* begin Records provided *
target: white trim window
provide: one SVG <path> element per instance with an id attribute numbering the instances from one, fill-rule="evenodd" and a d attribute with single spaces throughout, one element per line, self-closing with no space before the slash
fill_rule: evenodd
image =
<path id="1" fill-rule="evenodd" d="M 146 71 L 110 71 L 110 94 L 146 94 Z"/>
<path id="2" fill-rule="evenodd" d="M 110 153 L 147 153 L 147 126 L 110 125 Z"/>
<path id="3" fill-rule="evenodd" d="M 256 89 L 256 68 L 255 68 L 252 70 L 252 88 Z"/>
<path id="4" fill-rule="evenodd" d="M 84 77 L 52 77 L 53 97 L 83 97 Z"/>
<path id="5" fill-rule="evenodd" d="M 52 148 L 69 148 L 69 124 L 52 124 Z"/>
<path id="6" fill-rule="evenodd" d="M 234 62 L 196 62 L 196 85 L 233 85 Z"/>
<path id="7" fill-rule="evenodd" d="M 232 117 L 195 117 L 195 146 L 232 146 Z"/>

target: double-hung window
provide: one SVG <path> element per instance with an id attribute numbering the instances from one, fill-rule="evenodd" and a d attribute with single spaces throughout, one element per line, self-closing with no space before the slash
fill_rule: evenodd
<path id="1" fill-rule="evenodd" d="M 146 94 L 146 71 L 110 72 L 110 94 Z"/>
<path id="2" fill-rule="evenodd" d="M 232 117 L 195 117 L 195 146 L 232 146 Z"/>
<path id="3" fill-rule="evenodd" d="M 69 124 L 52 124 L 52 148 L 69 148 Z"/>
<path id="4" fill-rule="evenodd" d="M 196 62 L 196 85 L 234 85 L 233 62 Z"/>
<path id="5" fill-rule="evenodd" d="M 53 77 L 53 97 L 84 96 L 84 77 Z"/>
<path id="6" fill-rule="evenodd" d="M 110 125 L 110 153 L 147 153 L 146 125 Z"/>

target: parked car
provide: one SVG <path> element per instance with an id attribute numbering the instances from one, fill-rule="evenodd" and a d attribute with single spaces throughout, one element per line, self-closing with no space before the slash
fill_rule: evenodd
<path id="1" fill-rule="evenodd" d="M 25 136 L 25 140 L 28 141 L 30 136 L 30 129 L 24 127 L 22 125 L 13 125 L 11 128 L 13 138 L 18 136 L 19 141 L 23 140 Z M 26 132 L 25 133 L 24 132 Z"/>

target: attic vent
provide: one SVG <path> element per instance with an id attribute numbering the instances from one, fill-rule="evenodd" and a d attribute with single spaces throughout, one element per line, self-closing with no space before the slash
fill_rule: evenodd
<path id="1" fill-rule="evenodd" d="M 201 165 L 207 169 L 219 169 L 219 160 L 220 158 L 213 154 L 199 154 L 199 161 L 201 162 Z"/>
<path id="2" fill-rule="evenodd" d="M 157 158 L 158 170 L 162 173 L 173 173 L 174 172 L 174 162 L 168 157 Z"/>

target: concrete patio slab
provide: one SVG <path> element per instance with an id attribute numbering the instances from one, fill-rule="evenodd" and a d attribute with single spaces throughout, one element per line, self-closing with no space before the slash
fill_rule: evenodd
* end Records provided *
Description of the task: Rewrite the items from the line with "target: parked car" up to and including the last line of the items, replacing "attic vent" with "gable vent" and leaving everything else unchanged.

Answer for this exercise:
target: parked car
provide: one SVG <path> element per instance with an id attribute numbering the instances from one, fill-rule="evenodd" and a d attribute with single spaces throughout, one element per line, self-closing with no space before the slash
fill_rule: evenodd
<path id="1" fill-rule="evenodd" d="M 25 136 L 25 140 L 28 141 L 30 136 L 30 129 L 24 127 L 22 125 L 13 125 L 11 128 L 13 138 L 18 136 L 19 141 L 23 140 Z M 26 132 L 25 133 L 24 132 Z"/>

target: gable vent
provide: one SVG <path> element per instance with an id attribute numbering the instances from one, fill-rule="evenodd" and a d attribute with single spaces throughout, one element per line, self-closing with no space before the slash
fill_rule: evenodd
<path id="1" fill-rule="evenodd" d="M 201 165 L 207 169 L 219 169 L 219 160 L 220 158 L 213 154 L 199 154 L 199 161 L 201 162 Z"/>
<path id="2" fill-rule="evenodd" d="M 157 158 L 158 170 L 162 173 L 173 173 L 174 172 L 174 162 L 168 157 Z"/>

target: concrete patio slab
provide: one SVG <path> element per instance with an id attribute numbering the instances from one, fill-rule="evenodd" and a d attribute with single spaces throughout, one element per line, self-closing with no space before the slash
fill_rule: evenodd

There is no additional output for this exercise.